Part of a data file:
--------------------------------------------------
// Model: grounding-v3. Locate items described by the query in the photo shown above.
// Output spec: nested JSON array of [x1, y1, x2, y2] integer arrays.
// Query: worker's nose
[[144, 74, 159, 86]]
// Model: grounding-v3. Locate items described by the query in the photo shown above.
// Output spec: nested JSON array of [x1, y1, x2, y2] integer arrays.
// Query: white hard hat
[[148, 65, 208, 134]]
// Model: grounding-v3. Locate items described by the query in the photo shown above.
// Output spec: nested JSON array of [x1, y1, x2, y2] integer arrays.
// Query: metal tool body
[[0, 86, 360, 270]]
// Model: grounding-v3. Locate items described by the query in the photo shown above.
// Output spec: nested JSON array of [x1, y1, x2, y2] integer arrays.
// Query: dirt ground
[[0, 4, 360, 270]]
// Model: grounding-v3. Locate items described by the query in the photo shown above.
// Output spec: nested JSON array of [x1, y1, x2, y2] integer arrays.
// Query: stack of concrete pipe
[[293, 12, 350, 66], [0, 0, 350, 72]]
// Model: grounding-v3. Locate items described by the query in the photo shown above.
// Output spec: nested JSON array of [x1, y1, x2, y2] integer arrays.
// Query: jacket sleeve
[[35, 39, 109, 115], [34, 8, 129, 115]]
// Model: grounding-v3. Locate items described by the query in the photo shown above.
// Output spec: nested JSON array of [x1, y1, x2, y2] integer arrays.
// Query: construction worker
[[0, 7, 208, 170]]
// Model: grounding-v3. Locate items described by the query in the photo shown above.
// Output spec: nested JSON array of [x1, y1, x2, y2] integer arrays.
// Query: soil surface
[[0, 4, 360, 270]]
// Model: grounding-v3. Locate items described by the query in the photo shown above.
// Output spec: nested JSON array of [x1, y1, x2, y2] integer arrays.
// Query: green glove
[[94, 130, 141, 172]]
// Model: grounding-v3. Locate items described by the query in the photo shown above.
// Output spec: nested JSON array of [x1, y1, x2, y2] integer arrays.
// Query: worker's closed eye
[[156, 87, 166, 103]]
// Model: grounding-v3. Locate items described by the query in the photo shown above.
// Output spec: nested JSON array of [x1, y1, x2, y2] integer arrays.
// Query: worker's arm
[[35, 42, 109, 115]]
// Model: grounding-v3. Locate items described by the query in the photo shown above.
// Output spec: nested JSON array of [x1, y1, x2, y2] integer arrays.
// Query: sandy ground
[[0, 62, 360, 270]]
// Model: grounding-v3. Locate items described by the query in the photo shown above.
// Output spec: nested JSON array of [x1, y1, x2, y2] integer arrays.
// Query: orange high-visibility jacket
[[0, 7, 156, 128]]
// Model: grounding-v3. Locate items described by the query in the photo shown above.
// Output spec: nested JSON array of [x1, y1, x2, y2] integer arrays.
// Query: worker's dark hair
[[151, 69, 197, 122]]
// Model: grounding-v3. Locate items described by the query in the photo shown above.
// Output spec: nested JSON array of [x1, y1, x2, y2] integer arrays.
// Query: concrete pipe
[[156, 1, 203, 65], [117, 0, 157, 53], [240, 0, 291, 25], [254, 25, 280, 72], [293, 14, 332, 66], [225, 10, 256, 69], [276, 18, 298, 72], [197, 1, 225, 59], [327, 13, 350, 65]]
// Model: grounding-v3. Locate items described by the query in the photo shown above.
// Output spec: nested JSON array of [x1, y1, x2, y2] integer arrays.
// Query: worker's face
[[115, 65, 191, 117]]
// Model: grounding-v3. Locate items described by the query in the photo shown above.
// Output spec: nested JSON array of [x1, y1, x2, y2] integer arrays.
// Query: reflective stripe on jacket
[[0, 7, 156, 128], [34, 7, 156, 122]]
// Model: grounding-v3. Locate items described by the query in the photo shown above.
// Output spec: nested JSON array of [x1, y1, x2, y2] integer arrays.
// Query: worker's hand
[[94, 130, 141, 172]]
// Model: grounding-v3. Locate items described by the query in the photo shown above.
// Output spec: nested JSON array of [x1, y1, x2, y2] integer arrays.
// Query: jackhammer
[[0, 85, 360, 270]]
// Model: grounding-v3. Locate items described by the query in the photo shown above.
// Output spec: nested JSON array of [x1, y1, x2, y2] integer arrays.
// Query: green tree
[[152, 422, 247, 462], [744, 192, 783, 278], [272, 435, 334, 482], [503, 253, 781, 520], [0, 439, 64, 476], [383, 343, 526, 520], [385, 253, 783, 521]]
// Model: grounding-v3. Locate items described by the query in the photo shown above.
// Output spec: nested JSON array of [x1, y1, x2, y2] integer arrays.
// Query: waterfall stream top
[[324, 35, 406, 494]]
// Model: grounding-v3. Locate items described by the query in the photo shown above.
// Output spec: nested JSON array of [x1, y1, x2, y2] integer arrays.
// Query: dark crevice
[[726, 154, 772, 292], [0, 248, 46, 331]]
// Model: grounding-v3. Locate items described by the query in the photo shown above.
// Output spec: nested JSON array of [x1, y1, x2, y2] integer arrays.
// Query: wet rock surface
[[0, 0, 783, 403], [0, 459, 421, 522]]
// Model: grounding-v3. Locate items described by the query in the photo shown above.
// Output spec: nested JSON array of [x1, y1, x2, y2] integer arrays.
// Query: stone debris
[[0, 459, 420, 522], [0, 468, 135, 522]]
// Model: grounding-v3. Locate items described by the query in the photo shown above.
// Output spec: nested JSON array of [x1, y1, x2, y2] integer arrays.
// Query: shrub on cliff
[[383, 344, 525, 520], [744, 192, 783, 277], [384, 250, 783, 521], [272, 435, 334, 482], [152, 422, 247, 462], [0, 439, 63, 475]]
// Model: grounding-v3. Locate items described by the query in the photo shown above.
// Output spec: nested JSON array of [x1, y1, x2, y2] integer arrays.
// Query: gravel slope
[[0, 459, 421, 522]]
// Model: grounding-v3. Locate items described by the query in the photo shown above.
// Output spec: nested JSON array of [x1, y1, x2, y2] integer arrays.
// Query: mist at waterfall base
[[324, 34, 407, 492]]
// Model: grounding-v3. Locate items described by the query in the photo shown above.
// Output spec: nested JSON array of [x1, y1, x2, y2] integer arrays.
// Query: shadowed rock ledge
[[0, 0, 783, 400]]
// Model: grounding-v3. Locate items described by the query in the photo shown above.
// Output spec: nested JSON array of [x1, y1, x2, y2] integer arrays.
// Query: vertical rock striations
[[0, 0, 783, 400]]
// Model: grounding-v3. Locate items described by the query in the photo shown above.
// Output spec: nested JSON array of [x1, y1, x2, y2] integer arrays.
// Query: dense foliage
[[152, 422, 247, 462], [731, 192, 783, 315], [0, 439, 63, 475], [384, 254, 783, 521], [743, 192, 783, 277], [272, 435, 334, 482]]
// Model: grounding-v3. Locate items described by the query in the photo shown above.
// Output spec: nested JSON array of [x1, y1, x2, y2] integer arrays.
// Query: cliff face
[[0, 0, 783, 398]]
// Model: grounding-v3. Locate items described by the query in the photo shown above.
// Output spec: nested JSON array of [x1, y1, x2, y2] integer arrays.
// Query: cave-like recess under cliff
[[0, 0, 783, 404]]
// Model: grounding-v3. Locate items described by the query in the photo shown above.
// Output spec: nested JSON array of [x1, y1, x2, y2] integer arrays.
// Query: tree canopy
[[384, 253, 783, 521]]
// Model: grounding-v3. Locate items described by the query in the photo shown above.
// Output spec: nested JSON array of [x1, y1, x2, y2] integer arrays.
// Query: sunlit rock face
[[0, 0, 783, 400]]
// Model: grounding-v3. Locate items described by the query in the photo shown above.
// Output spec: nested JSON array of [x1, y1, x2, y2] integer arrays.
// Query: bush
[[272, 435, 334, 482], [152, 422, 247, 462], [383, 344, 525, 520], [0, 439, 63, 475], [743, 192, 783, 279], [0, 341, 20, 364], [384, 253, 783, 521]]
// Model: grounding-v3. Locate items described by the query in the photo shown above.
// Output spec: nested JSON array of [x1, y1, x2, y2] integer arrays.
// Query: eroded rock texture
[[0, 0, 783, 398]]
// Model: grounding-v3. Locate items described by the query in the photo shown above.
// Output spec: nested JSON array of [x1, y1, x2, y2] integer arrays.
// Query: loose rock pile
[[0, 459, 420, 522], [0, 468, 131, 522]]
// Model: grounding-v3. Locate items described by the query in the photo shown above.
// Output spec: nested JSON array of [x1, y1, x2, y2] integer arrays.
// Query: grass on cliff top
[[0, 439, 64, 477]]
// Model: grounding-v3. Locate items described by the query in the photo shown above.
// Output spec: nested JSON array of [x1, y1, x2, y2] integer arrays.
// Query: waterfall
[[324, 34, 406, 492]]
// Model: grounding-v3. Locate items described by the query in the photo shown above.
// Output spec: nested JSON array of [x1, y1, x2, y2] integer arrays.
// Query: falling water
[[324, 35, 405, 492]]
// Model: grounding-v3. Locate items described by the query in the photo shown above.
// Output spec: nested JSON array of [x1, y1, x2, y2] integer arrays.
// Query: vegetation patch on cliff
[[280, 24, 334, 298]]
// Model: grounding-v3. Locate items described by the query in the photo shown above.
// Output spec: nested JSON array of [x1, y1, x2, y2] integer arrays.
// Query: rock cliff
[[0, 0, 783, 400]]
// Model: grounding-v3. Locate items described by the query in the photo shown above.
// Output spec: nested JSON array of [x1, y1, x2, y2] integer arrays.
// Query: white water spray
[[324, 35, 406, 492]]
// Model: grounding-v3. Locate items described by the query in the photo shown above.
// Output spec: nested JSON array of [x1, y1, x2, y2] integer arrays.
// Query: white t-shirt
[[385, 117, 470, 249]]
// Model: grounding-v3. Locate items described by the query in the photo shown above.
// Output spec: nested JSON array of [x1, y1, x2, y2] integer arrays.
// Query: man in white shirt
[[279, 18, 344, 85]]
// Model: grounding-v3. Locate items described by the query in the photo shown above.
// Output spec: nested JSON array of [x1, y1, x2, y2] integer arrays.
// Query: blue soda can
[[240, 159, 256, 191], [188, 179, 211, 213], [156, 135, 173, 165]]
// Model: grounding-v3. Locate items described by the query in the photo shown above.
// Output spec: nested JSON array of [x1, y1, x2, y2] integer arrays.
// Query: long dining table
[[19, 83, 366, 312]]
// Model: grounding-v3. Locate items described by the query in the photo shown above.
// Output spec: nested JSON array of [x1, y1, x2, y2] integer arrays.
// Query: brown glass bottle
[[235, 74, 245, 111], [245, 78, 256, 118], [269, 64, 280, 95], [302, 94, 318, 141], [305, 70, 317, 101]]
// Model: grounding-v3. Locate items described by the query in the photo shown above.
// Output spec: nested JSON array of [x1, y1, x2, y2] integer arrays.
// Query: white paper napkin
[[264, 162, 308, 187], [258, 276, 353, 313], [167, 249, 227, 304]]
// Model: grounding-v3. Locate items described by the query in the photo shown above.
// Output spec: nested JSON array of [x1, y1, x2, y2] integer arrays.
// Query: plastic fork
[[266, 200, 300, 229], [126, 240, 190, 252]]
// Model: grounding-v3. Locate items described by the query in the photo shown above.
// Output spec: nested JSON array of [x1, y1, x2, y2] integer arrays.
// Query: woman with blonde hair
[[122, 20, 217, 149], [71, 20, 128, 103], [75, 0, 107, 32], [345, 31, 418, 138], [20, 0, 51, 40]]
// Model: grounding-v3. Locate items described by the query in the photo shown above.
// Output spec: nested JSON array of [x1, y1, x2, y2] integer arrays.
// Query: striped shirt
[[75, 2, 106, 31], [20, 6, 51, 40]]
--------------------------------------------------
WHAT THIS TASK INVOLVES -
Give the lines from the start of the rows up to and including the line that contains "[[144, 74, 159, 86]]" as a numbered list, leaving out any blank lines.

EXERCISE RESPONSE -
1. // Model: grounding-v3. Locate items described by the query in the photo shown above.
2. // Output spec: nested JSON array of [x1, y1, x2, y2] integer arrays.
3. // Query: worker's nose
4. [[144, 74, 159, 86]]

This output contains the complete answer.